*** RECORDS FOR THE TASK Section Begins ***

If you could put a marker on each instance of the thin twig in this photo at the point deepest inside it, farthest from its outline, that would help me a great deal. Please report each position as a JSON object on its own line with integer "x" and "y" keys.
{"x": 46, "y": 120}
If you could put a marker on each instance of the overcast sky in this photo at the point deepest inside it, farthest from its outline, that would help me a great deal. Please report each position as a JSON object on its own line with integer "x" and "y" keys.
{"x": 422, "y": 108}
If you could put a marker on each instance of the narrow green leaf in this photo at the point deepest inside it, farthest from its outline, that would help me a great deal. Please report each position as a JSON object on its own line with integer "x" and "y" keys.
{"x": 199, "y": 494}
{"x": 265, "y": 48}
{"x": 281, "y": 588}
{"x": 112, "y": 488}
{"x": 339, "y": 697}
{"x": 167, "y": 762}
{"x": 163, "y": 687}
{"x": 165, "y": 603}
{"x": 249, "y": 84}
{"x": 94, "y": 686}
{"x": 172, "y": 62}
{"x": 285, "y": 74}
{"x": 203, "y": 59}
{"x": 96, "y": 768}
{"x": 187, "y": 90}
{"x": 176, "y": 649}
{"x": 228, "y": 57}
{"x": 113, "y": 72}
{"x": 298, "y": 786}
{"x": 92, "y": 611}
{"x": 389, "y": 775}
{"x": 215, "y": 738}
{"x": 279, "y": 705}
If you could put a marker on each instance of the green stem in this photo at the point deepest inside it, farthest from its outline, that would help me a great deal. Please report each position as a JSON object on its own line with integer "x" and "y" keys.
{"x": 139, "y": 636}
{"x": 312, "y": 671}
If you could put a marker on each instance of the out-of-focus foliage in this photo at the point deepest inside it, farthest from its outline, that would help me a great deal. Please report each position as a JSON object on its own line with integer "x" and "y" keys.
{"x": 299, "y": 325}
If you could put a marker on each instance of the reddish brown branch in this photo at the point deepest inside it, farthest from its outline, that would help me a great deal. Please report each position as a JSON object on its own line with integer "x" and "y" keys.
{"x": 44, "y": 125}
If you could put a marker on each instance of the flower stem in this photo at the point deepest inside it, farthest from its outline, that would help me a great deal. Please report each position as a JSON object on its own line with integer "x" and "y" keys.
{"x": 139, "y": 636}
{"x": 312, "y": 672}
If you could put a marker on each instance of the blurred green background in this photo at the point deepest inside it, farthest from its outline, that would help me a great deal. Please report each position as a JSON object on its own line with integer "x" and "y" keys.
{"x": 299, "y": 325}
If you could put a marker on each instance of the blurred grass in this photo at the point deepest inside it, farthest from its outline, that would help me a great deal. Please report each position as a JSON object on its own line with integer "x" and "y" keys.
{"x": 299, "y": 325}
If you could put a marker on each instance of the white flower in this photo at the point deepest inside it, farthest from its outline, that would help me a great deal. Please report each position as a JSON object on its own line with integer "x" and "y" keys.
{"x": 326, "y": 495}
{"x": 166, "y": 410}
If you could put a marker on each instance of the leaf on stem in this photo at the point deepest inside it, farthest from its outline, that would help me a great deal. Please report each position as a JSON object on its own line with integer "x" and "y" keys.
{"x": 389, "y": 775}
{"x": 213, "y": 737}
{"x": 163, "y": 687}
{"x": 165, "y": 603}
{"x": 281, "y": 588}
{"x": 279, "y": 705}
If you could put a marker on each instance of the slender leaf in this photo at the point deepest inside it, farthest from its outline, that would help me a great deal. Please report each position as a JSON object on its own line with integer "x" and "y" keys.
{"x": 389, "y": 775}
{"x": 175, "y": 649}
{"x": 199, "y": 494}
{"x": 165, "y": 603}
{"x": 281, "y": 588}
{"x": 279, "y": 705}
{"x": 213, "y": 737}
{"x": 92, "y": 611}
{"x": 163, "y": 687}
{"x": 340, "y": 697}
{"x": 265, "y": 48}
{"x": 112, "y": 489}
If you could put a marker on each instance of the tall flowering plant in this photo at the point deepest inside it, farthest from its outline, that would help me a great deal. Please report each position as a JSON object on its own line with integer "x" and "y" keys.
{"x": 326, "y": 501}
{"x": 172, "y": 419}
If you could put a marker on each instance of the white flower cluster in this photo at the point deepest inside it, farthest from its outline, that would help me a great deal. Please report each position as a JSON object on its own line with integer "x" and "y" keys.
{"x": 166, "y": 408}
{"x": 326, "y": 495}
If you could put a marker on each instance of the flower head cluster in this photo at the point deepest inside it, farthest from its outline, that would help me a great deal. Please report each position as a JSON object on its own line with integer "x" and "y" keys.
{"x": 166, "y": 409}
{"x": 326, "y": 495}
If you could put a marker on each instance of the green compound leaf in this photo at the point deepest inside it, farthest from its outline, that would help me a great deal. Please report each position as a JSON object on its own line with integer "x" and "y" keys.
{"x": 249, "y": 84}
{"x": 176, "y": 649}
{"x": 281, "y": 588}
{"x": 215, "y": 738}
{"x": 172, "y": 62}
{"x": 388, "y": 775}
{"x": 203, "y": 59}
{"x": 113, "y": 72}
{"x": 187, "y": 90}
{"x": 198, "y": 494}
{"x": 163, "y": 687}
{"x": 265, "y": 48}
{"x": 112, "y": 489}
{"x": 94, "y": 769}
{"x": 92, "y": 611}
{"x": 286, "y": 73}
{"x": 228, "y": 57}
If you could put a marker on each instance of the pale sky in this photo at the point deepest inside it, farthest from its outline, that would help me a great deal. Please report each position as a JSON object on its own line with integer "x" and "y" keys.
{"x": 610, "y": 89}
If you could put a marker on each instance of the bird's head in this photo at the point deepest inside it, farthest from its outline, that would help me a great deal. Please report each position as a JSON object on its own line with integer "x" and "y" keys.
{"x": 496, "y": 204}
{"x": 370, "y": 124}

*** RECORDS FOR THE TASK Section Ends ***

**WHAT THE EXERCISE ASKS:** All of the entries above must be transcribed exactly.

**EXPECTED ANSWER:**
If you could put a marker on each instance of the thin twig in this photo at the point deepest inside it, farthest from its outline, that would help me a great deal. Please report each position as a JSON object on its own line with integer "x" and "y" keys.
{"x": 46, "y": 120}
If you could put a marker on each instance of the overcast sky in this photo at the point deepest inside it, farthest from its outline, that would help me a great deal. Please report each position as a JSON object on its own line with integer "x" and "y" keys.
{"x": 422, "y": 108}
If you could put a marker on each instance of the narrow green leaf in this photo at the point deepest inside it, farthest from its outline, that would help me a great deal. Please report each position as a JSON object on its own line with integer "x" and "y" keys.
{"x": 199, "y": 494}
{"x": 265, "y": 48}
{"x": 281, "y": 588}
{"x": 112, "y": 488}
{"x": 339, "y": 697}
{"x": 167, "y": 762}
{"x": 163, "y": 687}
{"x": 165, "y": 603}
{"x": 249, "y": 84}
{"x": 94, "y": 686}
{"x": 172, "y": 62}
{"x": 285, "y": 74}
{"x": 203, "y": 59}
{"x": 96, "y": 768}
{"x": 187, "y": 90}
{"x": 176, "y": 649}
{"x": 228, "y": 57}
{"x": 113, "y": 72}
{"x": 298, "y": 786}
{"x": 92, "y": 611}
{"x": 389, "y": 775}
{"x": 215, "y": 738}
{"x": 279, "y": 705}
If you could put a marker on each instance of the green stem in this photo at the point deepest inside it, farthest from its outline, that would help me a great deal. Please report each position as a JSON object on its own line with integer "x" and "y" keys.
{"x": 139, "y": 636}
{"x": 312, "y": 671}
If you could put a marker on each instance of the out-of-focus foliage in this photo at the point deepest inside it, farthest from its outline, that would help me a great deal. Please report each position as a JSON object on its own line with integer "x" and "y" keys.
{"x": 299, "y": 325}
If you could put a marker on each instance of the reddish brown branch in this photo at the point deepest inside it, farthest from its outline, that would help me a great deal. Please report each position as a JSON object on its own line with integer "x" and "y" keys.
{"x": 44, "y": 125}
If you could put a marker on each instance of the flower stem in this photo at the point deepest inside it, farthest from its outline, that would help me a great deal. Please report each position as a JSON object on its own line with integer "x" and "y" keys.
{"x": 139, "y": 636}
{"x": 312, "y": 672}
If you could put a marker on each instance of the blurred green background in this photo at the point deepest inside it, farthest from its outline, that would help me a great deal. Please report each position as a JSON object on its own line with integer "x" and "y" keys.
{"x": 299, "y": 325}
If you could put a marker on each instance of the blurred grass in this photo at the point deepest inside it, farthest from its outline, that would help me a great deal. Please report each position as a JSON object on its own line with integer "x" and "y" keys.
{"x": 299, "y": 325}
If you could put a marker on each instance of the white flower in this photo at the point deepest inside it, farthest from its outline, that would help me a great deal. Please report each position as a JSON object on its own line with integer "x" and "y" keys.
{"x": 326, "y": 495}
{"x": 166, "y": 410}
If you could put a marker on each instance of the leaf on stem in this photo at the point deepest inside it, farthest from its outline, that would help me a great deal. Please report each position as a JSON object on its own line with integer "x" and "y" keys.
{"x": 389, "y": 775}
{"x": 213, "y": 737}
{"x": 163, "y": 687}
{"x": 165, "y": 603}
{"x": 281, "y": 588}
{"x": 279, "y": 705}
If you could put a marker on each instance of the slender leaf in this photo at the point deepest inside it, farthest from its outline, that would help me a great deal. Please report each position as a JSON object on its own line with integer "x" and "y" keys.
{"x": 389, "y": 775}
{"x": 175, "y": 649}
{"x": 199, "y": 494}
{"x": 165, "y": 603}
{"x": 281, "y": 588}
{"x": 279, "y": 705}
{"x": 213, "y": 737}
{"x": 92, "y": 611}
{"x": 163, "y": 687}
{"x": 340, "y": 697}
{"x": 265, "y": 48}
{"x": 112, "y": 489}
If you could put a marker on each instance of the tall flowering plant in this photo at the point deepest inside it, farthest from its outline, that would help me a great deal. Please report each position as a JSON object on its own line with integer "x" and "y" keys.
{"x": 326, "y": 501}
{"x": 172, "y": 419}
If you could put a marker on each instance of the white flower cluster in this photo at the point deepest inside it, farthest from its outline, that would help me a great deal. Please report each position as a JSON object on its own line with integer "x" and "y" keys.
{"x": 166, "y": 408}
{"x": 326, "y": 495}
If you could put a marker on each instance of the flower head cluster in this photo at the point deepest inside it, farthest from its outline, that would help me a great deal. Please report each position as a JSON object on its own line with integer "x" and "y" keys.
{"x": 166, "y": 409}
{"x": 326, "y": 495}
If you could put a marker on each instance of the green compound leaf in this photo at the point deepest inside it, farthest from its outline, that would help me a great deal. Please report each position as a JSON object on its own line with integer "x" and "y" keys.
{"x": 249, "y": 84}
{"x": 176, "y": 649}
{"x": 281, "y": 588}
{"x": 215, "y": 738}
{"x": 172, "y": 62}
{"x": 388, "y": 775}
{"x": 203, "y": 59}
{"x": 113, "y": 72}
{"x": 187, "y": 90}
{"x": 198, "y": 494}
{"x": 163, "y": 687}
{"x": 265, "y": 48}
{"x": 112, "y": 489}
{"x": 94, "y": 769}
{"x": 92, "y": 611}
{"x": 286, "y": 73}
{"x": 228, "y": 57}
If you could put a marker on each instance of the pale sky in this photo at the point deepest inside it, farthest from its outline, that would help me a great deal. Please report each position as a JSON object on its own line with integer "x" and "y" keys.
{"x": 610, "y": 89}
If you could put a marker on each instance of the bird's head in this photo at the point deepest inside it, farthest from its outline, that would help me a great deal. Please report each position as a JSON object on its own line with integer "x" and "y" keys.
{"x": 496, "y": 204}
{"x": 370, "y": 124}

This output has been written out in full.